◆ Objectif
Relevez dans la liste ci-dessous chaque ligne contenant le mot « neighboring », en tenant compte de la casse.

◆ Données fournies
....................

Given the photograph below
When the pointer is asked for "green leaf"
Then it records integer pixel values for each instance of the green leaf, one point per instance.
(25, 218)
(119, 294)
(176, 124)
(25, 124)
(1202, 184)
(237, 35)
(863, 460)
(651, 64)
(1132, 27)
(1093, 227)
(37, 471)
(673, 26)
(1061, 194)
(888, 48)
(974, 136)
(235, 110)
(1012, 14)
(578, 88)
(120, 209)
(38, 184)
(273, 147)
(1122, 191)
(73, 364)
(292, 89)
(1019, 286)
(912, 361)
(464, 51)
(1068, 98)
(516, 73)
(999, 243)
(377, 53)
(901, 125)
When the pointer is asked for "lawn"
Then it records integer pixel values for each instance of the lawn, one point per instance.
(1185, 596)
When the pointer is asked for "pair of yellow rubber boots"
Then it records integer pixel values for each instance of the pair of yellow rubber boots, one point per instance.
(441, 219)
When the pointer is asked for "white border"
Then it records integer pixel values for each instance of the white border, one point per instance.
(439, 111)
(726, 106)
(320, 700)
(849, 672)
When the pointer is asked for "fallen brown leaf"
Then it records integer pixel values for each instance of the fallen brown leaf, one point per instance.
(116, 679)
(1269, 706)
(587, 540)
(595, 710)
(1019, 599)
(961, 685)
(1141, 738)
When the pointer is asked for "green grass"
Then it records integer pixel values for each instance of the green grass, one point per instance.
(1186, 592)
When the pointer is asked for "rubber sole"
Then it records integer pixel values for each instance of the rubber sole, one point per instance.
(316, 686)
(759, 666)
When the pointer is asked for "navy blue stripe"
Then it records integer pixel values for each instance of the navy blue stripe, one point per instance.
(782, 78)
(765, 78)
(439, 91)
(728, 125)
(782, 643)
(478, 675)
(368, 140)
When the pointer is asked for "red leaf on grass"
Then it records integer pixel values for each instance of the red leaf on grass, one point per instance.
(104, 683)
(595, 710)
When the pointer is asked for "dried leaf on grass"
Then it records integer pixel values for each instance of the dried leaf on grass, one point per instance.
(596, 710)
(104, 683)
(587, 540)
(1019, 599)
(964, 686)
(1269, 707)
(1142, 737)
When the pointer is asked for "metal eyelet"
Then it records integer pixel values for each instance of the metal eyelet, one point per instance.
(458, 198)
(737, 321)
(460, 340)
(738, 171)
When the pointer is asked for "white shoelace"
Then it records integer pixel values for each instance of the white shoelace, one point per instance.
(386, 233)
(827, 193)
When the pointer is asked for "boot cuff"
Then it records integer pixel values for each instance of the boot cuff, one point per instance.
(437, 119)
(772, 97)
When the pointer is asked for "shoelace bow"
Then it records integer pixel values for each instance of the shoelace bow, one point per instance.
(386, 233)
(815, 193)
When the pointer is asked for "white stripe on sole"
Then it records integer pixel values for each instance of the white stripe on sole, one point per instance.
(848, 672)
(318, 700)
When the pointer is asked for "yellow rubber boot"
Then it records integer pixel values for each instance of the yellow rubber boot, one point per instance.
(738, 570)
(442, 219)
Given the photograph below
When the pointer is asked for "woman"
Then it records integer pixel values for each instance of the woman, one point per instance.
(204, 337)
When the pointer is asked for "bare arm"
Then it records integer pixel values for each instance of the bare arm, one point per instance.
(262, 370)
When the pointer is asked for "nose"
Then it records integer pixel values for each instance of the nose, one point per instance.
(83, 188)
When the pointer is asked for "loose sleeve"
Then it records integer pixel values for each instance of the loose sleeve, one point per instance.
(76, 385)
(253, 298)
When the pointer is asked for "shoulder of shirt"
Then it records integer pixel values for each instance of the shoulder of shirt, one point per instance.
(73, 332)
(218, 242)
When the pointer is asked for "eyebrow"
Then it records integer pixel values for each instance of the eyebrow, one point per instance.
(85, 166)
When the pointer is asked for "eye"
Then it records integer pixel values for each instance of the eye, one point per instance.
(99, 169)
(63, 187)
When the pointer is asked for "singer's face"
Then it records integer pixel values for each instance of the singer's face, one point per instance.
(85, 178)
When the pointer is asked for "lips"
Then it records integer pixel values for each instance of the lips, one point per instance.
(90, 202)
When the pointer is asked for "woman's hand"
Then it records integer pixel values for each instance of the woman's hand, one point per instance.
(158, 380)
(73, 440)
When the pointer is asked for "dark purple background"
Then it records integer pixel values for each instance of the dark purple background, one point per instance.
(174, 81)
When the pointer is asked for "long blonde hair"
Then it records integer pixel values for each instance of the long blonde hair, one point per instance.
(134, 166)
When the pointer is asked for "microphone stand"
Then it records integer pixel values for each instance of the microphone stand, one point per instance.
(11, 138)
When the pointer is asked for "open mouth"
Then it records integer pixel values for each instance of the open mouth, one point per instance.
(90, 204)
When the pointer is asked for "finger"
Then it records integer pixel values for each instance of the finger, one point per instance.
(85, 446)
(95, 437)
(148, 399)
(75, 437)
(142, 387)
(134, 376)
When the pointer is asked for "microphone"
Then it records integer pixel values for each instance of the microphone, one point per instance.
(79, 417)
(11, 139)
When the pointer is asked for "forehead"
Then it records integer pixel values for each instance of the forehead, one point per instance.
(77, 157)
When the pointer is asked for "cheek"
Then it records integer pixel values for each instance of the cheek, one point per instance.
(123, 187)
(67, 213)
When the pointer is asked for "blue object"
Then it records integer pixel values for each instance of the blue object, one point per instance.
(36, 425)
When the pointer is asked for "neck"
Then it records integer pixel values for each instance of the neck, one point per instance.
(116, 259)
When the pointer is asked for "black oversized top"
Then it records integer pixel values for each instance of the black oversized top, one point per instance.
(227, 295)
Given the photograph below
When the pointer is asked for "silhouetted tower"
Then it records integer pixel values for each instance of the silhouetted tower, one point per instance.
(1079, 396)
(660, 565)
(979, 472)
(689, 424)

....................

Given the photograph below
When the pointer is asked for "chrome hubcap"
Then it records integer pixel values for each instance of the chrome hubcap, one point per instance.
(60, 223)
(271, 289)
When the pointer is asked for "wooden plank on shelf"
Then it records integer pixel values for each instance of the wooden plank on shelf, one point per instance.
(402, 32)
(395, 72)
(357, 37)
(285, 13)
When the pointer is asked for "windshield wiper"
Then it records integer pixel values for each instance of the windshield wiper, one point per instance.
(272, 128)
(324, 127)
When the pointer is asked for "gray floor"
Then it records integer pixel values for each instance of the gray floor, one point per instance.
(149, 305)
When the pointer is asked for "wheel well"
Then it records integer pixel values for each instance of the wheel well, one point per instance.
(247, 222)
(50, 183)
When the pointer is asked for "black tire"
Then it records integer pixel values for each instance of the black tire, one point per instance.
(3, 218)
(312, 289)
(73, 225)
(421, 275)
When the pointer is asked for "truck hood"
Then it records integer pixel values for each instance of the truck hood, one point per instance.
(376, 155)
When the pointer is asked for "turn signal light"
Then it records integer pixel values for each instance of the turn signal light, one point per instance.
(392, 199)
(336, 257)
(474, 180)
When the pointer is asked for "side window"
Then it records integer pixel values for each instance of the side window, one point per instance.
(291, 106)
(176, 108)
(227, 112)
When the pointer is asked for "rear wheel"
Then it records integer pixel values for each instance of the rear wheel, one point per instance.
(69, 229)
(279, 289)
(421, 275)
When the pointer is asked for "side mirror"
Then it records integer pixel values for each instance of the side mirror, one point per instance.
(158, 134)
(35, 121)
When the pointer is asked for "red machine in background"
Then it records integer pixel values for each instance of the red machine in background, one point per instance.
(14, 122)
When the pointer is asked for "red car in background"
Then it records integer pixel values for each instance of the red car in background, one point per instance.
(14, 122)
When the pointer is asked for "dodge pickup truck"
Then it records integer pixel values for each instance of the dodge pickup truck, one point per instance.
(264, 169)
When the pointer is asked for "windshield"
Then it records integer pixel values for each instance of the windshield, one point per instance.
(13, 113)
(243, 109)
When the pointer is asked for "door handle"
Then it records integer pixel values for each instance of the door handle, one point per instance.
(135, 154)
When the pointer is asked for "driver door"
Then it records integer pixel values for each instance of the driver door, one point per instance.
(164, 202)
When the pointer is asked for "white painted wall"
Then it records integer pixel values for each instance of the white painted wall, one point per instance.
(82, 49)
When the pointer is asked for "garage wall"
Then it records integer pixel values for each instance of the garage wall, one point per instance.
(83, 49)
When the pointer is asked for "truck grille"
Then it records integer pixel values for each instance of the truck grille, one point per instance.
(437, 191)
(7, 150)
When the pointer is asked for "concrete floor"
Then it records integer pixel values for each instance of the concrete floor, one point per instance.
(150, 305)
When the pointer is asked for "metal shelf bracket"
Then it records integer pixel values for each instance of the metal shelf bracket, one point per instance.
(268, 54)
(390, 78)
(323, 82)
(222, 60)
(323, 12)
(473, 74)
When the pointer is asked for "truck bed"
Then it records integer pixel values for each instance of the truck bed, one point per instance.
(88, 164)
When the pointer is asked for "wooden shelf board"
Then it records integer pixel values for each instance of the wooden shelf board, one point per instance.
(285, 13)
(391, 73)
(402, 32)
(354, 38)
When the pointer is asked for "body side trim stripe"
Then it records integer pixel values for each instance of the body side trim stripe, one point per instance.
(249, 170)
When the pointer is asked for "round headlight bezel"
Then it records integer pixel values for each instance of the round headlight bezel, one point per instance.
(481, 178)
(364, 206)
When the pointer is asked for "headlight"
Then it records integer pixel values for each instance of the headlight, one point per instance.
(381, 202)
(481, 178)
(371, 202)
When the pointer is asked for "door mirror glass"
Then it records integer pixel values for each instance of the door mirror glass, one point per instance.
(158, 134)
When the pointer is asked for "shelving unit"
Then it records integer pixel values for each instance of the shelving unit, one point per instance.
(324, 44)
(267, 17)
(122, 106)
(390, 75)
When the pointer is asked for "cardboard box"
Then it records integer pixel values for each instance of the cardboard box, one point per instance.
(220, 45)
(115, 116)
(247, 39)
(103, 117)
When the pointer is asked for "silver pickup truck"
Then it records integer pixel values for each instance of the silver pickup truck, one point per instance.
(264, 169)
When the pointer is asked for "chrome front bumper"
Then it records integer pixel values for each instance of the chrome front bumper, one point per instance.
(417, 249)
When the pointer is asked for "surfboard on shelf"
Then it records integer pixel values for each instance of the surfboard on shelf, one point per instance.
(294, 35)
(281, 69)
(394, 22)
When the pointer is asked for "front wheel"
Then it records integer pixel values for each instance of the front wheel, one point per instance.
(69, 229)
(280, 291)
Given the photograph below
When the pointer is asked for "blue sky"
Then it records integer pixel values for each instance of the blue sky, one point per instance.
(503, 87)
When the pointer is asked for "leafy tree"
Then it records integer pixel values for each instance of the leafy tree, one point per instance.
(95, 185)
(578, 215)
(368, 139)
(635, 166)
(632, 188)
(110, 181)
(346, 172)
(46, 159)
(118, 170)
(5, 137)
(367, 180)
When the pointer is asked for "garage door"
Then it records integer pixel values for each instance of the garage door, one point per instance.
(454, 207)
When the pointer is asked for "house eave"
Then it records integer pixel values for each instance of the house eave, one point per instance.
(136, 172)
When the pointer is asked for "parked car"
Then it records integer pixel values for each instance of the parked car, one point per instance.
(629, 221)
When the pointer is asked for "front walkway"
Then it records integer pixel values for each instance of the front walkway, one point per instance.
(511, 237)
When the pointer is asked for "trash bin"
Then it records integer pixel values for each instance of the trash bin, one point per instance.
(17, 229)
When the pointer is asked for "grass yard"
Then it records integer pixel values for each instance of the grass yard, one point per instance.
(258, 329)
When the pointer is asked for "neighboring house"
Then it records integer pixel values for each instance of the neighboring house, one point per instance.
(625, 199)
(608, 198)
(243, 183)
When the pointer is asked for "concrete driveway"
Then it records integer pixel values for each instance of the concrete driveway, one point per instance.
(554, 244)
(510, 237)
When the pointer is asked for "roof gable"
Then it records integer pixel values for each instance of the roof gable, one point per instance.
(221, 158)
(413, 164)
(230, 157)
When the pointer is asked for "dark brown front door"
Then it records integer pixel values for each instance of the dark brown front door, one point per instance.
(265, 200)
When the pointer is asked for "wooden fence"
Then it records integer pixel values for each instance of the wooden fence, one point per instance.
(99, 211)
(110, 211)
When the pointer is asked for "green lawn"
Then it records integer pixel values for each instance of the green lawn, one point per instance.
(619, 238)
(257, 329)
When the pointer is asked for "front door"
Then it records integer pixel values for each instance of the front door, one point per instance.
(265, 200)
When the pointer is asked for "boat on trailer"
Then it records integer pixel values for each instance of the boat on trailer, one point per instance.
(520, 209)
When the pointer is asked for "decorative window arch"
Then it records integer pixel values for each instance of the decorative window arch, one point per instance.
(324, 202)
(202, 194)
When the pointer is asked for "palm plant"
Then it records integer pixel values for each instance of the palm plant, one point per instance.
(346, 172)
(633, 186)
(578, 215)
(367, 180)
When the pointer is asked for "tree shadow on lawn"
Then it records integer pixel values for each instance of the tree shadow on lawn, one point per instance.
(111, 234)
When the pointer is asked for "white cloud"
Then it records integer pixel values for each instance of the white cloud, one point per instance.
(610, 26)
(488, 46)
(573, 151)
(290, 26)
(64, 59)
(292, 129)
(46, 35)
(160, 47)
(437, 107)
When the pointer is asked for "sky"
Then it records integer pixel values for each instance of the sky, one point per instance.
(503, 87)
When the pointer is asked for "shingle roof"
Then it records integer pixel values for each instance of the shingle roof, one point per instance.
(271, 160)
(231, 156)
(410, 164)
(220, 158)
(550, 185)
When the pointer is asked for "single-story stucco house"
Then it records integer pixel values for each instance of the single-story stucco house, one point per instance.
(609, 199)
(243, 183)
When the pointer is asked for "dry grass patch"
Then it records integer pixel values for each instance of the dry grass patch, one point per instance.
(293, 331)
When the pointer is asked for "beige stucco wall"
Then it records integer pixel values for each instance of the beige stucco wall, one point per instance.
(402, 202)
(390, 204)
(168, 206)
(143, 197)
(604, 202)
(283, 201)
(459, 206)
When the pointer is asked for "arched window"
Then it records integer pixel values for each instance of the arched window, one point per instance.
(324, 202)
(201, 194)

....................

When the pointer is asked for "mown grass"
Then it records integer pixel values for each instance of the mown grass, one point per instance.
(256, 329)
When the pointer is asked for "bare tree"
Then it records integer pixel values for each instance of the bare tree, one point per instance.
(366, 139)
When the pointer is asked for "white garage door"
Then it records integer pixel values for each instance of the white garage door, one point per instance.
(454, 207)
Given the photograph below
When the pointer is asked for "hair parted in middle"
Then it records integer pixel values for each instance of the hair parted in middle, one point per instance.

....................

◆ Réponse complète
When the pointer is asked for "neighboring house"
Then it records integer pixel values for each instance of the neighboring house, one point per instance.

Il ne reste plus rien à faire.